Required tasks:
1: Answer these from the Waikiki story:
(a) Which three items did the narrator need at the ABC store?
(b) How many ounces of Kava did the narrator finish?
(c) What did the lighter cost?
2: Write the next part of the Waikiki story, starting after its last sentence.

Source document:
________

Kava and Loathing in Waikiki

I needed eye drops, a pen, and a writing pad. This ABC store was tripping me out— I expected it to be hectic and insane but this new-age, liquidy acid jazz was playing and the alien, detached feeling made me think I was in Japan again. I was swimming through this place, walking through Jell-O, like I was in the world of Toejam and Earl, bouncing along through the aisles.
It all started that evening in an ally-ette, typical to Waikiki. I had finished a quick business conversation with my local friend while I was finishing my 30 ounces of Kava that the nice lady a couple doors down poured for me. Great stuff. I walked through the nearest hotel to grab a Swisher, made my way onto the beach and sat down. I broke off about a third of the cigarillo (I don’t like tobacco that much) and after preparing it, I lit it with the $7.00 lighter I got along with it. The lighter wasn’t that special, it just said Hawaii on it and that means you’re paying the Haole tax.

________

Data section:
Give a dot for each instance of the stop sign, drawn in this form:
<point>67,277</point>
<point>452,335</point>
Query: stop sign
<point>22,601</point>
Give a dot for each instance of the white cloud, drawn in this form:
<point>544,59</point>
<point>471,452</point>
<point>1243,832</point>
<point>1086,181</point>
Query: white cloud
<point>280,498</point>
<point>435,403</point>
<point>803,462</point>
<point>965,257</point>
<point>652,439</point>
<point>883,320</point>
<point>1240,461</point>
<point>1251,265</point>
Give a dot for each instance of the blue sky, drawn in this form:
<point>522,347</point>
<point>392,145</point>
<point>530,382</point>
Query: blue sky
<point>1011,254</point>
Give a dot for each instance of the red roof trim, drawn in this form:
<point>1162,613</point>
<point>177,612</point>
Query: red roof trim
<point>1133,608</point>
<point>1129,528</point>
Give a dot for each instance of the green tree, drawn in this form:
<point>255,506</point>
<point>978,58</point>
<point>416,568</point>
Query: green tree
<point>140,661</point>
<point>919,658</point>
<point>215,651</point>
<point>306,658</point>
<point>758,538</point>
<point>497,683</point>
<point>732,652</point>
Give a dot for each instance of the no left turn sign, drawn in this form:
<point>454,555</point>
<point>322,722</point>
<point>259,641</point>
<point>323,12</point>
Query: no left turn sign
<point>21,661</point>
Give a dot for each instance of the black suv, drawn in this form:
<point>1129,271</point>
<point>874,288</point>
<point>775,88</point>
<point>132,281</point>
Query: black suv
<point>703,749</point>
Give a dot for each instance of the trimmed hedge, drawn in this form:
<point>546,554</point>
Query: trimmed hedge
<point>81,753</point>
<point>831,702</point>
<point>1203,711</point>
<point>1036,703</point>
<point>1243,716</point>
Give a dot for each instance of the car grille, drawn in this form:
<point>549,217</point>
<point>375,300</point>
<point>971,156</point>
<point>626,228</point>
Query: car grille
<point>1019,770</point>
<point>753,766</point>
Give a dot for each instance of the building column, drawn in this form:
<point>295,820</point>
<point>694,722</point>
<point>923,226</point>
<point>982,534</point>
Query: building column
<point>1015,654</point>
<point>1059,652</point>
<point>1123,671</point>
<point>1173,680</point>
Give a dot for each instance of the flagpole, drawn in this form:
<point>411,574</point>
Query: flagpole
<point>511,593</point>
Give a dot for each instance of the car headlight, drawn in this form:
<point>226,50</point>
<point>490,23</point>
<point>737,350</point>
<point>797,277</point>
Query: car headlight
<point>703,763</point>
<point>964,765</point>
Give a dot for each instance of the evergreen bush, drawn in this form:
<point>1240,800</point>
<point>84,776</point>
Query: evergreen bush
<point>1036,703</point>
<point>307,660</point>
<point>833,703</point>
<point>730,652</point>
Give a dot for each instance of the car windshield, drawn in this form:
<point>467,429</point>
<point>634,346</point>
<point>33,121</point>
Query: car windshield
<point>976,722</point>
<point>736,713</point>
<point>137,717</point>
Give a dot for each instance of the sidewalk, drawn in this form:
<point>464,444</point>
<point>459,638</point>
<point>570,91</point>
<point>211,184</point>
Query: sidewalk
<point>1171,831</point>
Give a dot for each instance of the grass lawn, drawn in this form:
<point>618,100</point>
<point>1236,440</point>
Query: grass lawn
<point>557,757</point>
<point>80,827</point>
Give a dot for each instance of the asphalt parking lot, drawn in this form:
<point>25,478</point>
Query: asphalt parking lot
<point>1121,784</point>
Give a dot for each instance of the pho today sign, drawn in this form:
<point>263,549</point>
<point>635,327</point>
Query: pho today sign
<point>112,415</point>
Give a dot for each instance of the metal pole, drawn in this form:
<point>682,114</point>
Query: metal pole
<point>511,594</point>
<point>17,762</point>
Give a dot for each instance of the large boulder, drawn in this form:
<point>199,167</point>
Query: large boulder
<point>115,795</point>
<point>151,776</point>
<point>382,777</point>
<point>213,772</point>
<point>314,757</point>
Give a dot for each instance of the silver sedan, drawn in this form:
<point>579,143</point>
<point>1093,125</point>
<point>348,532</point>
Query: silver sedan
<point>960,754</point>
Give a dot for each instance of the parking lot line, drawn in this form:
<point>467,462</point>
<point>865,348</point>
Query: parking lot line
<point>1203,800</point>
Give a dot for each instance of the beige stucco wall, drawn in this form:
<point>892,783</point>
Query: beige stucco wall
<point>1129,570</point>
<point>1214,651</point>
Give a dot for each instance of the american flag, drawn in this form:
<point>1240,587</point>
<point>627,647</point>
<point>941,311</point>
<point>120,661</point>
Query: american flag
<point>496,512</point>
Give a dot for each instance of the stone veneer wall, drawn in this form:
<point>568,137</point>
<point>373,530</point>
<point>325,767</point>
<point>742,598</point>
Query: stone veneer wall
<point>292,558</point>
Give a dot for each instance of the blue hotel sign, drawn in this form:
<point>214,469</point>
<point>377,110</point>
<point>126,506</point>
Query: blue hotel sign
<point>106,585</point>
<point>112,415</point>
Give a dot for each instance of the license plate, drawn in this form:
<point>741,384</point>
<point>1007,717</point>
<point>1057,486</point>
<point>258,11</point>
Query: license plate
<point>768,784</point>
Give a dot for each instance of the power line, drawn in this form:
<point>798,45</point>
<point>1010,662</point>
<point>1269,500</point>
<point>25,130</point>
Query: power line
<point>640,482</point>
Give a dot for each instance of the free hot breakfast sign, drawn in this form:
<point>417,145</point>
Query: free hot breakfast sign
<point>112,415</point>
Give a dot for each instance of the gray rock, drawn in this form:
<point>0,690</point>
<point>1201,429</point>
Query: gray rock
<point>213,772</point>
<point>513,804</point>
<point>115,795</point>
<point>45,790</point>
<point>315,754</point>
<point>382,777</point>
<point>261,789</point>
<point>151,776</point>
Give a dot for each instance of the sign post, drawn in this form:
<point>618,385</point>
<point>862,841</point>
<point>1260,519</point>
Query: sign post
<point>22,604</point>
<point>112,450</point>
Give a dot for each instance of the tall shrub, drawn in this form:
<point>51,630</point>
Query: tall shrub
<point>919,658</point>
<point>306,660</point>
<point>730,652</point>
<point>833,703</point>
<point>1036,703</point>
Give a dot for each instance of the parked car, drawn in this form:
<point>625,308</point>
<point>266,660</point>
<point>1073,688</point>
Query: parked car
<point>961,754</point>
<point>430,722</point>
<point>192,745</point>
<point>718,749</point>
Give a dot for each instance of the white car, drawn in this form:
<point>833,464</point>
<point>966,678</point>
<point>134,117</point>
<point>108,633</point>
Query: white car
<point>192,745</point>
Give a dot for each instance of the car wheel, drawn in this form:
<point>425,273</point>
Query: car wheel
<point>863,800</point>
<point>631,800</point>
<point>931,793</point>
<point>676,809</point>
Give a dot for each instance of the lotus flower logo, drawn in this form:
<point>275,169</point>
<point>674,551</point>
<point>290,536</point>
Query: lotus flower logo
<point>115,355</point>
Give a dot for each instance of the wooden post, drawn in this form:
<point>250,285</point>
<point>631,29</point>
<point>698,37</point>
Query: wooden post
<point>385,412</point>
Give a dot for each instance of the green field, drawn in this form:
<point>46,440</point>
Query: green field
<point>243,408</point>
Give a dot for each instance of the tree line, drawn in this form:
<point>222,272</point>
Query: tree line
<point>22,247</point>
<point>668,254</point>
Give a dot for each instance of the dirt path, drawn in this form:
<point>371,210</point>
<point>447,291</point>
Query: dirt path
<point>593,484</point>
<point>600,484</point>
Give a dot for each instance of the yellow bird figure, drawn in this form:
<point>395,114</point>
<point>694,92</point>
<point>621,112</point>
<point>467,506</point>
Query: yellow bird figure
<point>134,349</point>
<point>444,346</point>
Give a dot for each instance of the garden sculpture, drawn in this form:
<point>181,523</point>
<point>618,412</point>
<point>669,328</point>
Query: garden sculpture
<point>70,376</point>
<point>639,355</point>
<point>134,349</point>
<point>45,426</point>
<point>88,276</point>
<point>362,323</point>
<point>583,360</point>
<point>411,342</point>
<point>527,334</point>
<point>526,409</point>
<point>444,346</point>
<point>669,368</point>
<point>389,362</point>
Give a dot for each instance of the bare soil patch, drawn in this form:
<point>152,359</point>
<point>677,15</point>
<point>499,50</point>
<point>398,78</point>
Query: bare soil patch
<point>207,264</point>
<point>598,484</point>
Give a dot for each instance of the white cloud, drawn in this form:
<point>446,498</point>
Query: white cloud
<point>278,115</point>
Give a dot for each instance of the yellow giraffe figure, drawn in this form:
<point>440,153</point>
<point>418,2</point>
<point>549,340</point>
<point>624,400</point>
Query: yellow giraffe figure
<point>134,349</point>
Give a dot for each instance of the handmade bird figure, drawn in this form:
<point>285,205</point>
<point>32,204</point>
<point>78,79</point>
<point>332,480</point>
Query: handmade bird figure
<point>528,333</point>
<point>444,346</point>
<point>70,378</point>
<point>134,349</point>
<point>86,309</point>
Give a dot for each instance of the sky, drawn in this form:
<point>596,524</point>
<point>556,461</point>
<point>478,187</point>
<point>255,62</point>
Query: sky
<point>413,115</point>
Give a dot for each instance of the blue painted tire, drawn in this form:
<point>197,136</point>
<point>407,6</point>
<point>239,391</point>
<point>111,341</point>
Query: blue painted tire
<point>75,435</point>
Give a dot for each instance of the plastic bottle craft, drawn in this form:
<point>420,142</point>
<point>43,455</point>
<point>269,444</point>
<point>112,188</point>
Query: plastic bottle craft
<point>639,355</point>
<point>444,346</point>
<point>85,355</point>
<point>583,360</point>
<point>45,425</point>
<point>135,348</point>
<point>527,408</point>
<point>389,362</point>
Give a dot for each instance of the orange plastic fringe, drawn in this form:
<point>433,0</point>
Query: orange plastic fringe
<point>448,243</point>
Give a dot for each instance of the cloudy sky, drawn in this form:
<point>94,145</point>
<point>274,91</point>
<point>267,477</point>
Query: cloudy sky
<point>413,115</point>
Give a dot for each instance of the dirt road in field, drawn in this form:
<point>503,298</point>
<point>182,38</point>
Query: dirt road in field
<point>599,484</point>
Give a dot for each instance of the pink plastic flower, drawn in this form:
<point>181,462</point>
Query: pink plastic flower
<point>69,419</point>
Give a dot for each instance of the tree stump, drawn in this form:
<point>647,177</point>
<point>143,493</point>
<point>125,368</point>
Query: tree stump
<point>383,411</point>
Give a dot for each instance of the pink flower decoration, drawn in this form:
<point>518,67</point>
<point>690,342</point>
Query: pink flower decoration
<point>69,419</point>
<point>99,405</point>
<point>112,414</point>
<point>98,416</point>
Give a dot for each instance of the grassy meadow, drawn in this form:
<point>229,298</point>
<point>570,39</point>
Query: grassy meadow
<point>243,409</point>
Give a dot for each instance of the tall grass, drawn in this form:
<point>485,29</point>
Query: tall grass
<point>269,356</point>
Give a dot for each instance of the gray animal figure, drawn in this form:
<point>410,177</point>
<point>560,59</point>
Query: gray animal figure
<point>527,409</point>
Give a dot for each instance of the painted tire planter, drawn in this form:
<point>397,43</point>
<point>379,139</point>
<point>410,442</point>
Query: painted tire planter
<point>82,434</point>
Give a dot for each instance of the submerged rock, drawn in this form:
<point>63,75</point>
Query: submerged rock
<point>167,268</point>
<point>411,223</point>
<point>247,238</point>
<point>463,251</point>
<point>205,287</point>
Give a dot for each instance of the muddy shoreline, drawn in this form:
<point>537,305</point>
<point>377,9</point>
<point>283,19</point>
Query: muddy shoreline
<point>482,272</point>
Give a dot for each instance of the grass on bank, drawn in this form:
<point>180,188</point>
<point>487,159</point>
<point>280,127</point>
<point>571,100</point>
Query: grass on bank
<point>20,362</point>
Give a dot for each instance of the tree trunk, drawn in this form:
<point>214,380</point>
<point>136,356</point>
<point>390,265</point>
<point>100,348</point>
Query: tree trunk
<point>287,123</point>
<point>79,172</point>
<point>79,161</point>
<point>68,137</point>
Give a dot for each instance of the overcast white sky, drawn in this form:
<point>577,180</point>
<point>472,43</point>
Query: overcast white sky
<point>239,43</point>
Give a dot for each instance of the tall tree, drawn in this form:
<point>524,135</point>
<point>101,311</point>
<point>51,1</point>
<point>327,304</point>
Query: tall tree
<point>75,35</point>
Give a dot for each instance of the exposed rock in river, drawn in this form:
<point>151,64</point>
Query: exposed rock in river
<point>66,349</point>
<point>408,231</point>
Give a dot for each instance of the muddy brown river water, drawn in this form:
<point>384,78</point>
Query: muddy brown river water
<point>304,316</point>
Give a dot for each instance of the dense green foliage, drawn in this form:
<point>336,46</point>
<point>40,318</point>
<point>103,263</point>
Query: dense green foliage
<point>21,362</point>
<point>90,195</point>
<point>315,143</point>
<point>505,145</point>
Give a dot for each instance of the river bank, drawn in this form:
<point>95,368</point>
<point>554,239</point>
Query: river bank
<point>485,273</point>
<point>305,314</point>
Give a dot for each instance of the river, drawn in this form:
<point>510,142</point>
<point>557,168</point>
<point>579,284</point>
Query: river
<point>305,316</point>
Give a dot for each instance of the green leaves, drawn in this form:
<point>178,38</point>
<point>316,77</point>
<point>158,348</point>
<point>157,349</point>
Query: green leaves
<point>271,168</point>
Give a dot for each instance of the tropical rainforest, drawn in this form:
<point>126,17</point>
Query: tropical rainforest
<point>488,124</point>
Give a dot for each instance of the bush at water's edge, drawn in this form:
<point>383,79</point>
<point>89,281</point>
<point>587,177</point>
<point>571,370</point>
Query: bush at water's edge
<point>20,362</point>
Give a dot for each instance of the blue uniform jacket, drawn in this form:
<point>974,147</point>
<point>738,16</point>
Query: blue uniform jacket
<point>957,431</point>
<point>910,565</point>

________

Results in order:
1:
(a) Eye drops, a pen, and a writing pad.
(b) 30 ounces.
(c) $7.00.

2:
As the chemically smoke filled my immediate area, I decided to take a walk, so as not to bother the Mai Tai-guzzling patrons behind me. Waikiki has a beautiful row of hotels along the beach where the sounds of festive obesity can be heard all the way past the breakers. It was a great walk, although in retrospect, I should have walked slower. I bopped along, puffing leisurely, making sure I didn’t blow smoke on people. As I passed the bar, Rumfire, I noticed a lei, cast sadly on the sidewalk. Fuck it— I picked it up and put it on…why not be in the island spirit…and why smell like smoke when you can smell like flowers? It was a perfectly good lei— I couldn’t let it die there. As I got to the last hotel on the row, I hung the lei on a handrail leading to the beach. Lord-willing, some guy picked it up and gave it to his wife, who until that moment was going to divorce him and take his jet ski in the settlement…the minute they got back to Akron. Magic happens in the islands, it wouldn’t be absurd to hope for such things.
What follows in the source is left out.